* **Article**:
------------------------------------------------------------------------

Dropout Prevention

Joint Legislative Commission on Dropout Prevention and High School Graduation Meeting Summary:  December 2, 2008

The purpose of the meeting today was to finalize the recommendations and findings of the Commission on Dropout Prevention and High School Graduation to be submitted with any proposed legislation to the 2009 North Carolina General Assembly. Discussion was held on the findings and recommendations, further revisions will be made and members will receive by e-mail the final report. There will be no future meetings.

Report to the 2009 General Assembly

Finding #1:  Innovative and non-traditional high school designs strengthen the retention of students in schools and reduce failure rates. North Carolina high schools that implemented reform/redesign models showed improved performance on 2007-08 End-of-Course tests.

  • No additional discussion was held on this item.

Finding #2: At-risk students are less likely to drop out if they form an on-going relationship with a designated adult in the school who consistently shows concern and provides personal attention in helping at-risk students address their academic or personal problems and assists them in staying on track for graduation.

  • Minor language changes underlined. No additional discussion was held on this item.

Finding #3: Current law requires children to attend school between the ages of seven and 16.  In 2006-07, students aged 17 were the most frequent dropouts.  The next highest age group of dropouts was students aged 18, followed by students aged 16.

  • No additional discussion was held on this item.

Finding #4: A student’s successful transition to and positive academic progress in 9th Grade are pivotal factors in the likelihood that the student will be promoted to 10th Grade and will graduate in a timely manner.

  • No additional discussion was held on this item.

Finding #5: In North Carolina in 2006-07, students dropped out more frequently during 9th Grade than any other grade.

------------------------------------------------------------------------

(Saved data entries)
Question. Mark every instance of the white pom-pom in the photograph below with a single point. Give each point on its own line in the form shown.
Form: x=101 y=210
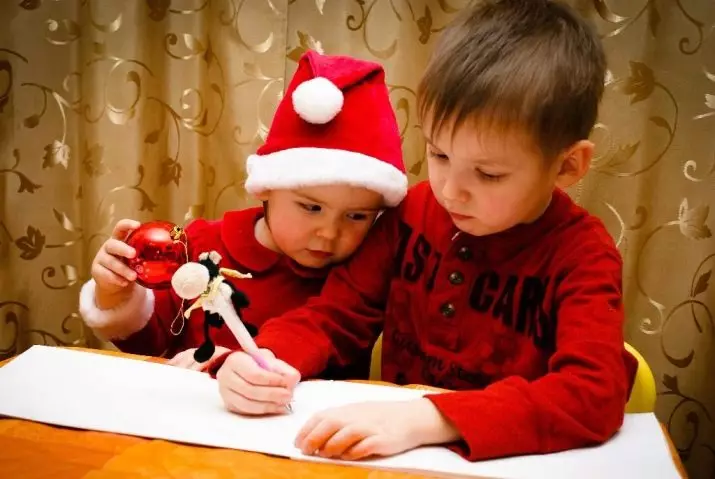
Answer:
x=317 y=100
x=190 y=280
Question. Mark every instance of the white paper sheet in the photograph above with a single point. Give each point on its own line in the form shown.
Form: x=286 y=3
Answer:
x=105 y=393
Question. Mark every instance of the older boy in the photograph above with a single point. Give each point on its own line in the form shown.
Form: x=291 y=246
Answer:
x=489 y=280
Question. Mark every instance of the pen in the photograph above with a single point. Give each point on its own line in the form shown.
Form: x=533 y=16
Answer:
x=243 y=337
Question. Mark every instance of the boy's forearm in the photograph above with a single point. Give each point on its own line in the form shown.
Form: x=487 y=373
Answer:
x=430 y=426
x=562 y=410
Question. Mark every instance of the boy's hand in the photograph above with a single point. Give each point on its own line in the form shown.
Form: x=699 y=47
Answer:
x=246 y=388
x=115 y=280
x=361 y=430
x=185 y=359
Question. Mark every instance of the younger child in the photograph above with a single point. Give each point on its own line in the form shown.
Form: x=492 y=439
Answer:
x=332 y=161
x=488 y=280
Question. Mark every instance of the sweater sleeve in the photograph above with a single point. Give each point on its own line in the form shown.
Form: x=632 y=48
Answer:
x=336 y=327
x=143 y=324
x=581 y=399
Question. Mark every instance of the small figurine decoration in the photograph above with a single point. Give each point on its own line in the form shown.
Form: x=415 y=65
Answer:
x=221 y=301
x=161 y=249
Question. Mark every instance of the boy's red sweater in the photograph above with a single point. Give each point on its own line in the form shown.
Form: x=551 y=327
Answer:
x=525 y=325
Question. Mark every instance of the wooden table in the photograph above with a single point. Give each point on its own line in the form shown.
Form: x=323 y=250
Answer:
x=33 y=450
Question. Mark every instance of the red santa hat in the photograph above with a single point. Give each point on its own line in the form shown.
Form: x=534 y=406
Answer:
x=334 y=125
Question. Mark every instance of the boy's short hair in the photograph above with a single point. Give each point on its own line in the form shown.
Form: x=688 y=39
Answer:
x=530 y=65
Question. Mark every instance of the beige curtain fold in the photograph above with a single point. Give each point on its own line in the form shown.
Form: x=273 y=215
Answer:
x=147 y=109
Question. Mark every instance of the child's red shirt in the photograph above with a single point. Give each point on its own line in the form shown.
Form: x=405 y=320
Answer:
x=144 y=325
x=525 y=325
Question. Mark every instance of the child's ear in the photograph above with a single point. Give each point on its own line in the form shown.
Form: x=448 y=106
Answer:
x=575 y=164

------------------------------------------------------------------------

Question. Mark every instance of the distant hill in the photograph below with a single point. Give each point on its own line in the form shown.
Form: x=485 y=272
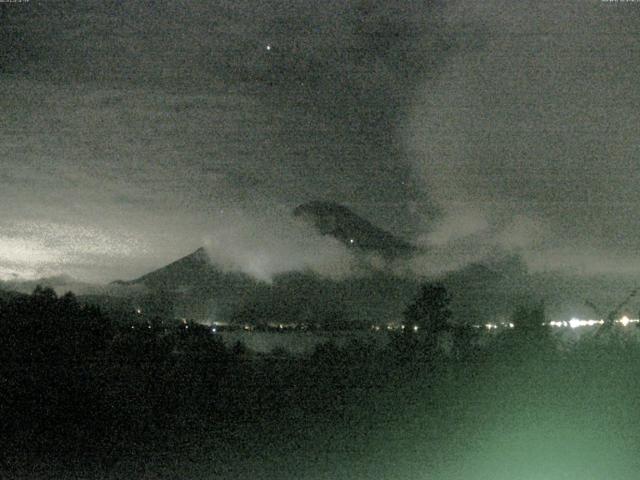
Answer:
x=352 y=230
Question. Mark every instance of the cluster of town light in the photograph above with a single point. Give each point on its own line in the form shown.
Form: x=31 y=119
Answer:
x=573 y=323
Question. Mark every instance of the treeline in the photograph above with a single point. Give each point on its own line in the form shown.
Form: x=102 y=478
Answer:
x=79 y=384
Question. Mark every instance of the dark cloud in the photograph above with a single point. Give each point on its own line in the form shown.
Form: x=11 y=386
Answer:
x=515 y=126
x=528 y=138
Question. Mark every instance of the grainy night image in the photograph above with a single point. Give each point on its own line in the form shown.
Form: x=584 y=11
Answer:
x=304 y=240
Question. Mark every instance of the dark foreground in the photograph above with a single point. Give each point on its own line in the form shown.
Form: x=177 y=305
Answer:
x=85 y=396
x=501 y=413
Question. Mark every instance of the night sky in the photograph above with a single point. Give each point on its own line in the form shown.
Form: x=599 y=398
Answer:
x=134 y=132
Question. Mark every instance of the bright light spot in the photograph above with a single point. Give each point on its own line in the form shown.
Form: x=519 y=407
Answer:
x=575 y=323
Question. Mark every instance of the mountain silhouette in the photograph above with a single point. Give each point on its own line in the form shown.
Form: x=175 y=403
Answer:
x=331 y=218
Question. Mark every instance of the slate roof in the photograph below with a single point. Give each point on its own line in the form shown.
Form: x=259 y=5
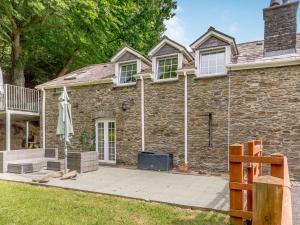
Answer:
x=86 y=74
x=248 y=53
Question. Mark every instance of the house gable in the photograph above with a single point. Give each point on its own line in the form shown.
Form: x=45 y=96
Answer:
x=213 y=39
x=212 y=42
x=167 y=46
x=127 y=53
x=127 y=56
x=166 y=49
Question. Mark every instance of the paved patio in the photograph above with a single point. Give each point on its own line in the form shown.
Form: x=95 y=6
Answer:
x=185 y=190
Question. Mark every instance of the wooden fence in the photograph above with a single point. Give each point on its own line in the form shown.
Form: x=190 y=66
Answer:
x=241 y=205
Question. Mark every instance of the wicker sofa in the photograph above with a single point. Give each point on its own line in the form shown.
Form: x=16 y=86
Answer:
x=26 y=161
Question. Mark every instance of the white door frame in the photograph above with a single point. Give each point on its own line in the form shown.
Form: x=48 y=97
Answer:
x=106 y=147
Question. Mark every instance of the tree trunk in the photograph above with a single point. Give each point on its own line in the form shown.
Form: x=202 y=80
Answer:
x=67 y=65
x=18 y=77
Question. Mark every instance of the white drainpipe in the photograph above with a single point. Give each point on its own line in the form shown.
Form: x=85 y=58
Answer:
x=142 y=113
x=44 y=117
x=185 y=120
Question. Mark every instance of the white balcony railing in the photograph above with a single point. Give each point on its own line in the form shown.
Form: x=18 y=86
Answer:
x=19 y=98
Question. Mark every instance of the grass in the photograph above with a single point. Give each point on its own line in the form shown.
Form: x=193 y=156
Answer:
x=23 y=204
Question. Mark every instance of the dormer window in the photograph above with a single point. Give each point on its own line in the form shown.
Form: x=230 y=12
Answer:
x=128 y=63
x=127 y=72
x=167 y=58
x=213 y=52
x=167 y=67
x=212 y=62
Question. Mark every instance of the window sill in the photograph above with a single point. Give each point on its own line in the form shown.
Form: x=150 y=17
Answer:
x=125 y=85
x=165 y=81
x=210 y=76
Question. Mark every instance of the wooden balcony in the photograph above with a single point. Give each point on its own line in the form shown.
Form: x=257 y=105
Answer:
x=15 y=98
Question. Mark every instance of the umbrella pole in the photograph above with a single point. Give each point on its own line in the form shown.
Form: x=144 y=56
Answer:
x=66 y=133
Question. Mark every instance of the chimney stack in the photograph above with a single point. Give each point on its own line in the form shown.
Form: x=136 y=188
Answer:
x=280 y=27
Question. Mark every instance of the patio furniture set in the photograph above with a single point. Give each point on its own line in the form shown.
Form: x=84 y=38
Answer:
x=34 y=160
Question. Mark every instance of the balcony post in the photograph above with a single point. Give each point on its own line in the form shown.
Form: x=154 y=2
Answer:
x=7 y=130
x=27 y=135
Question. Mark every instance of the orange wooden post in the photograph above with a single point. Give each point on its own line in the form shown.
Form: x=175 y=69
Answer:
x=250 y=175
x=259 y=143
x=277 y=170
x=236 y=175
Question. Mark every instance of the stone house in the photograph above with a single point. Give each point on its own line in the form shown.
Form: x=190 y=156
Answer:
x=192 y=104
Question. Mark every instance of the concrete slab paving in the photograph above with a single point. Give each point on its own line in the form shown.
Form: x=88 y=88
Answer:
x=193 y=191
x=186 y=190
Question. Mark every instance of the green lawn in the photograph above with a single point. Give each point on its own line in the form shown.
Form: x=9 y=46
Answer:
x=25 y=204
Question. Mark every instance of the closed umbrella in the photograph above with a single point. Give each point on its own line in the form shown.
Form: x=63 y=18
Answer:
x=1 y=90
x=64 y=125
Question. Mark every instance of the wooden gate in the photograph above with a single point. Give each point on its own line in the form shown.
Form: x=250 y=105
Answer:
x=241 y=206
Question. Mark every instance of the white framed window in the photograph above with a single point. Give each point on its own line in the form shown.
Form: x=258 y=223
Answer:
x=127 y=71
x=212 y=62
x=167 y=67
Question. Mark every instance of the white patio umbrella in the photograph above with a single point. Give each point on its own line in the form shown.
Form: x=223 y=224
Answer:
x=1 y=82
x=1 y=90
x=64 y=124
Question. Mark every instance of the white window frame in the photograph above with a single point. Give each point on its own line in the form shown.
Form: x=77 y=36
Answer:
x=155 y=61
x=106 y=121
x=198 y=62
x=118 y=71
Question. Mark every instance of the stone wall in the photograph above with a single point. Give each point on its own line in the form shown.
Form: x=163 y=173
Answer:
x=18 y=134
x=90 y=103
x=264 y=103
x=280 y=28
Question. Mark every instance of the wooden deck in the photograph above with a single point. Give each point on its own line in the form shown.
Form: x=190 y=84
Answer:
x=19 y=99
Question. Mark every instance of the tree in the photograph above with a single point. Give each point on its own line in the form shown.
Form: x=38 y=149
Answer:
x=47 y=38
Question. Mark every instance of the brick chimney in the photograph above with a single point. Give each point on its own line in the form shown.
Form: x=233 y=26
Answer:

------------------------------------------------------------------------

* **Exercise directions**: Please write down the passage from the meeting summary word for word, beginning at the words "Finding #3: Current" and stopping after "students aged 16.".

* **Solution to the exercise**:
Finding #3: Current law requires children to attend school between the ages of seven and 16.  In 2006-07, students aged 17 were the most frequent dropouts.  The next highest age group of dropouts was students aged 18, followed by students aged 16.